**Work to be completed**
Reproduce the material below line for line, without changing a single character.
- - - -
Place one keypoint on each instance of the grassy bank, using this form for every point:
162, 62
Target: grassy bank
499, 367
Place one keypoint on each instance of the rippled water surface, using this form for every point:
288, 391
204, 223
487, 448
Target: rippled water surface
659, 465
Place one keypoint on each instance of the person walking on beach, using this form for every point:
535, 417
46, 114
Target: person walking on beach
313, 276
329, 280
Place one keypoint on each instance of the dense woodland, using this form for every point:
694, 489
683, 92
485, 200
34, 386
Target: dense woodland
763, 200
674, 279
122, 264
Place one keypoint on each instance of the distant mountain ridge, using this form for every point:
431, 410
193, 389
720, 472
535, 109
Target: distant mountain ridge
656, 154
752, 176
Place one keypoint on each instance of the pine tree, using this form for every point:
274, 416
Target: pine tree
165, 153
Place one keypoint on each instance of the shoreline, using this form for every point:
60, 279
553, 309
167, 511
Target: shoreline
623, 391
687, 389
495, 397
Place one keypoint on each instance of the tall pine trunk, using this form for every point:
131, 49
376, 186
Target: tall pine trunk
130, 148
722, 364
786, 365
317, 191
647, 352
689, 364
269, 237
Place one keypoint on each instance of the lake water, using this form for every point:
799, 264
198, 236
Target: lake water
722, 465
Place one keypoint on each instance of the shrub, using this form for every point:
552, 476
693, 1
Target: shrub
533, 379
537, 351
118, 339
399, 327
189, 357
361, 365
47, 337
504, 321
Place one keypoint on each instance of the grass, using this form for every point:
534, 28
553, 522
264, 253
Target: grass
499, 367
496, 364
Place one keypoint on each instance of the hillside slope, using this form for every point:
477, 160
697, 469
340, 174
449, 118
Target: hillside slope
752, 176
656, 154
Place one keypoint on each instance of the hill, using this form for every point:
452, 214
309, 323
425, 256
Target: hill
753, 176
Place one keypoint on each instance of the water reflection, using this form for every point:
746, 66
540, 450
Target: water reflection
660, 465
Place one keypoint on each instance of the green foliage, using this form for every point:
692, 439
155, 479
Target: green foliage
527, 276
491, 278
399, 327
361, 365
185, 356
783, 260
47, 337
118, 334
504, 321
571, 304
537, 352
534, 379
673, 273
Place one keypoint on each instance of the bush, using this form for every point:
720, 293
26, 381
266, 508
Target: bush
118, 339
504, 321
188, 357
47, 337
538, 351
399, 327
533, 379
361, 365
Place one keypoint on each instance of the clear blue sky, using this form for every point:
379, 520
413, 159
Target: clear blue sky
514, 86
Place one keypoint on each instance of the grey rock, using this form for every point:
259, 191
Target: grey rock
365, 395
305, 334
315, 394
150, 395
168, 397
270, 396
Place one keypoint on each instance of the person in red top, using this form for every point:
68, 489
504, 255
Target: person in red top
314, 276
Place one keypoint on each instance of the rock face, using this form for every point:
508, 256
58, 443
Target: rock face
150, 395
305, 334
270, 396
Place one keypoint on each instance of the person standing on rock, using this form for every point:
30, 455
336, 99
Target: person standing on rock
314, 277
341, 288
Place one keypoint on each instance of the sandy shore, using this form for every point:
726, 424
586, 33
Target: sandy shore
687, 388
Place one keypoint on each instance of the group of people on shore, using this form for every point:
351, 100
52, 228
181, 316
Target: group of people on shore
- - - -
**Answer below**
Place one keypoint on each instance of the grassy bank, using this form for every point:
162, 62
Target: grassy bank
499, 367
Place one keypoint on each instance of the rippled water surface, using this form for every point:
288, 391
204, 223
487, 448
Target: rippled water surface
659, 465
Place one keypoint on each instance of the person walking on beach, using this form for every point:
535, 417
46, 114
Target: person walking on beach
313, 276
329, 280
Place one keypoint on each instance of the dense woodland, using this form for every point:
694, 489
683, 92
485, 200
34, 386
Target: dense woodland
763, 200
674, 279
122, 264
Place one keypoint on each instance of the distant mountain ridge, using this form for every point:
431, 410
193, 389
720, 472
535, 109
Target: distant mountain ridge
656, 154
752, 176
Place one keypoint on each instance of the pine tree, using this form for every point:
274, 416
Target: pine tree
165, 153
Place one keypoint on each instance of the shoreline, using this form for every point:
60, 279
553, 309
167, 511
Target: shoreline
623, 391
687, 389
495, 397
Place one keypoint on each instance of the tall pine trunk, using this form for every point:
131, 49
376, 186
Target: tall pine trunk
130, 148
722, 364
786, 365
317, 191
647, 352
689, 364
269, 237
Place one keypoint on each instance of the lake water, using this form for every point:
799, 264
198, 236
Target: lake water
722, 465
Place one keypoint on each instance of the shrub, using this form for every point:
552, 476
693, 1
Target: shrub
533, 379
537, 351
118, 339
399, 327
189, 357
361, 365
47, 337
504, 321
Place one keypoint on each instance of the grass, using this form for every point:
534, 28
553, 522
264, 253
Target: grass
499, 367
496, 364
Place one keypoint on each instance of the hillside slope, using this form for every point:
477, 160
697, 469
340, 174
449, 118
Target: hillside slope
752, 176
656, 154
Place one keypoint on each instance of the hill, using this form for every point:
452, 214
309, 323
425, 256
Target: hill
753, 176
Place one keypoint on each instance of the water reflection, using this form for every point:
746, 66
540, 450
Target: water reflection
660, 465
Place one keypoint on each instance of the green foliage, using this form for every point:
692, 439
155, 479
Target: green foliage
527, 276
491, 278
399, 327
361, 365
185, 356
783, 260
47, 337
118, 334
504, 321
571, 304
537, 352
534, 379
673, 273
Place one keypoint on each instance of the bush, using this form for every point:
720, 293
26, 381
266, 508
Target: bush
118, 339
504, 321
188, 357
47, 337
538, 351
399, 327
533, 379
361, 365
Place one keypoint on each instance of the clear blue sky, using this form for every point:
379, 520
413, 159
Target: clear blue sky
514, 86
Place one keypoint on each instance of the grey rock, using this form for every point:
259, 191
Target: grey rock
365, 395
305, 334
315, 394
150, 395
168, 397
270, 396
Place one keypoint on each instance of the person in red top, using this form for every point:
68, 489
504, 255
Target: person in red top
314, 276
Place one keypoint on each instance of the rock face, using this form for every point:
508, 256
58, 443
Target: rock face
150, 395
305, 334
270, 396
Place one keypoint on each instance of the person standing on rock, using this form for every point:
30, 455
336, 99
Target: person standing on rock
314, 277
341, 288
Place one keypoint on each instance of the sandy shore, using this form for every point:
726, 424
586, 33
Target: sandy shore
687, 388
Place one keypoint on each instance of the group of people on shore, using this form for every point:
351, 100
52, 228
181, 316
Target: group of people on shore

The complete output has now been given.